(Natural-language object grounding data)
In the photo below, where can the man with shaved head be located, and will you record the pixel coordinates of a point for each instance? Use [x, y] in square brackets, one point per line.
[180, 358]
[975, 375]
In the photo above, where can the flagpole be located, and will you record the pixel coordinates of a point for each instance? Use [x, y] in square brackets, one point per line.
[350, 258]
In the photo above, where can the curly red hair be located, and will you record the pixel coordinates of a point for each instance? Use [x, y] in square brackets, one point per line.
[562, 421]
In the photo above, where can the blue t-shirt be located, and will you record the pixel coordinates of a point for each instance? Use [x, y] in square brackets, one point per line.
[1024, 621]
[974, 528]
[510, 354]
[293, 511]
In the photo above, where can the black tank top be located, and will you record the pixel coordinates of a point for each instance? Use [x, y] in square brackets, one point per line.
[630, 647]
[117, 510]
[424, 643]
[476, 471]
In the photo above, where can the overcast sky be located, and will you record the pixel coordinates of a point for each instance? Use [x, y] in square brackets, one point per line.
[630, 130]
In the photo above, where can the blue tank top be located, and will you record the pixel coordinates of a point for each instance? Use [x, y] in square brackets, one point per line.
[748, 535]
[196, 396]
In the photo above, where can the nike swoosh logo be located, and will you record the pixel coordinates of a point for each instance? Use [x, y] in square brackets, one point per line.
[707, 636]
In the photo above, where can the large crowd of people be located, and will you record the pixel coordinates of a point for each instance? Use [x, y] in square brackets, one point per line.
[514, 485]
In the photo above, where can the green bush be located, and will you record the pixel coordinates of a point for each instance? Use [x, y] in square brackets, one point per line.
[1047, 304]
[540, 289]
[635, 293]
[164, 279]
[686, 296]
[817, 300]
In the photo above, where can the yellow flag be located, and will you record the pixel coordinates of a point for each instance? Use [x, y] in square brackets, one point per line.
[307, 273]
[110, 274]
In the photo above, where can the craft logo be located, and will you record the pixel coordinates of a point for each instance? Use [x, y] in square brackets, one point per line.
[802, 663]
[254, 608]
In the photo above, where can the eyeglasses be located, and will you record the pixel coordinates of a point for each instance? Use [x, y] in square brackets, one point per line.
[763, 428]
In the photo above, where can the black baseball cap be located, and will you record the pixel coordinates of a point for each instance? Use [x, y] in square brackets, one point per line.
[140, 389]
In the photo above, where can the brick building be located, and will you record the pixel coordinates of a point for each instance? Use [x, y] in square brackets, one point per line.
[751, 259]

▸ Problem
The output should be a character-exact copy of all entries.

▸ Solution to the problem
In the photo below, where can the man with shaved head be located, and will you record the pixel coordinates of a point for each instance? Use [x, y] in square brackets, one point per line.
[180, 358]
[975, 375]
In the photo above, where can the flagpole be located, and will you record the pixel coordinates of a point for each instance? Use [x, y] in square brackets, one point per line.
[350, 258]
In the photo above, where can the curly red hair be located, and will you record the pixel coordinates of a point for each instance? Use [x, y] in square brackets, one point per line.
[562, 421]
In the photo above, where can the blue t-shirt be located, and will you record the pixel coordinates of a point for each instance? Use [x, y] in square brackets, one point per line.
[1024, 621]
[974, 528]
[510, 354]
[293, 511]
In the photo above, where can the black tank top be located, and will you record the pixel coordinates of a point for each instance? Use [x, y] in square brackets, one point per line.
[630, 647]
[117, 510]
[424, 643]
[476, 471]
In the photo above, where can the overcast sky be located, and will you record the pixel coordinates of a point for each instance? Use [x, y] in square brackets, one point per line.
[630, 130]
In the photo above, where can the blue tank top be located, and will you record the pixel coordinates of a point for each instance? Use [x, y] in square brackets, one point per line.
[748, 535]
[196, 396]
In the photo above, where can the nike swoosh logo be located, and will you record the pixel coordinates of a point for each instance? Use [x, y] in square brackets, one point per line.
[707, 636]
In the photo above, where can the large crowd of people be located, and will you record the pixel coordinates of a point for each instance? Use [x, y] in square brackets, one point per line.
[514, 485]
In the photo above, where can the green bush be located, and will you record the pixel coordinates of a point for each instance? Use [x, y] in square brackets, one point per line.
[1047, 304]
[540, 289]
[635, 293]
[164, 279]
[686, 296]
[817, 300]
In the photo above, where can the yellow flag be located, and will you record the pixel coordinates of a point for each instance? Use [x, y] in square brackets, one point per line.
[307, 273]
[110, 274]
In the photo above, where can the craft logo be located, and will you record the pixel coordinates of a point for each instance? Use [x, y] in square brackets, one point per line.
[802, 663]
[254, 608]
In the photo above, where can the eyeglasses be located, and will you record the pixel coordinates of a point for each instance? Use [x, y] in square brackets, one point per line.
[763, 428]
In the photo above, where can the black baseball cap be located, and will you record the pixel coordinates of a point for each instance? Use [x, y] in square brackets, one point per line.
[140, 389]
In the photo above, where can the brick building be located, and will you record the pixel coordinates of a point for each instance? Use [x, y] in square brackets, one point per line.
[751, 259]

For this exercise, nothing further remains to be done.